■ Data for this exercise ■
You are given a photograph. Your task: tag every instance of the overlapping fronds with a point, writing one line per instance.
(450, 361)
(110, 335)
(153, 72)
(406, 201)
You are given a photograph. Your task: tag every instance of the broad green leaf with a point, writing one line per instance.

■ Your task ■
Write out all the records again, requests included, scaling every point coordinate in the answers by 1.45 and rounding each result to a whole number, with halves rounded up.

■ Task result ■
You are given a photograph. Your task: tag every instance of the overlapping fronds with a point, writing one line per instance.
(653, 523)
(160, 486)
(222, 104)
(589, 291)
You are given a photograph. Your task: tag every instance of the broad green leaf with a point, writing one line per instance.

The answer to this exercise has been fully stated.